Detection annotation records
☆ ☆ ☆ ☆

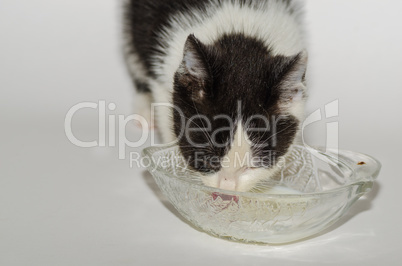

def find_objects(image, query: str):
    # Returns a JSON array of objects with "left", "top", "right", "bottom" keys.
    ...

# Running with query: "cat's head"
[{"left": 173, "top": 34, "right": 307, "bottom": 191}]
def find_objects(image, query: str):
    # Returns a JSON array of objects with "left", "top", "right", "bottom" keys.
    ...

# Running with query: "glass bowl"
[{"left": 142, "top": 146, "right": 381, "bottom": 244}]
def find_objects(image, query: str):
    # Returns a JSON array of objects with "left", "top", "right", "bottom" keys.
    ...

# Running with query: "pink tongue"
[{"left": 212, "top": 192, "right": 239, "bottom": 203}]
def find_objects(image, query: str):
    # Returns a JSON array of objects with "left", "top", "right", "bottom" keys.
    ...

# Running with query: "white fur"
[
  {"left": 202, "top": 121, "right": 277, "bottom": 191},
  {"left": 146, "top": 0, "right": 305, "bottom": 142}
]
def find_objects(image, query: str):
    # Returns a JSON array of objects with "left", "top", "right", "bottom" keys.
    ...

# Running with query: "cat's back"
[{"left": 126, "top": 0, "right": 304, "bottom": 79}]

☆ ☆ ☆ ☆

* _Written exercise_
Reproduce the material above with "find_objects" swapped for "locate_objects" everywhere it occurs, keeping every other character the same. Leave out the pictures.

* _The reply_
def locate_objects(image, query: str):
    # Returns a JSON array of objects with "left", "top", "right", "bottom" keys.
    ...

# Running with query: "cat's head"
[{"left": 173, "top": 34, "right": 307, "bottom": 191}]
def locate_objects(image, query: str):
    # Returns a JSON array of objects with "left", "top", "right", "bottom" keys.
    ...

# Running with query: "glass bowl"
[{"left": 142, "top": 146, "right": 381, "bottom": 244}]
def locate_objects(image, query: str):
    # Returns a JSON array of objects with "left", "top", "right", "bottom" keys.
    ...

# Running with query: "pink tongue"
[{"left": 212, "top": 192, "right": 239, "bottom": 203}]
def locate_objects(image, query: str):
    # Returns a JSON array of objects with "left", "top", "right", "bottom" keys.
    ...

# Running with query: "white fur"
[
  {"left": 202, "top": 121, "right": 277, "bottom": 191},
  {"left": 146, "top": 0, "right": 305, "bottom": 142}
]
def locate_objects(image, query: str):
    # Returns a JSON array of objects with "left", "top", "right", "bottom" keys.
    ...

# Running with query: "cat's back"
[{"left": 126, "top": 0, "right": 304, "bottom": 79}]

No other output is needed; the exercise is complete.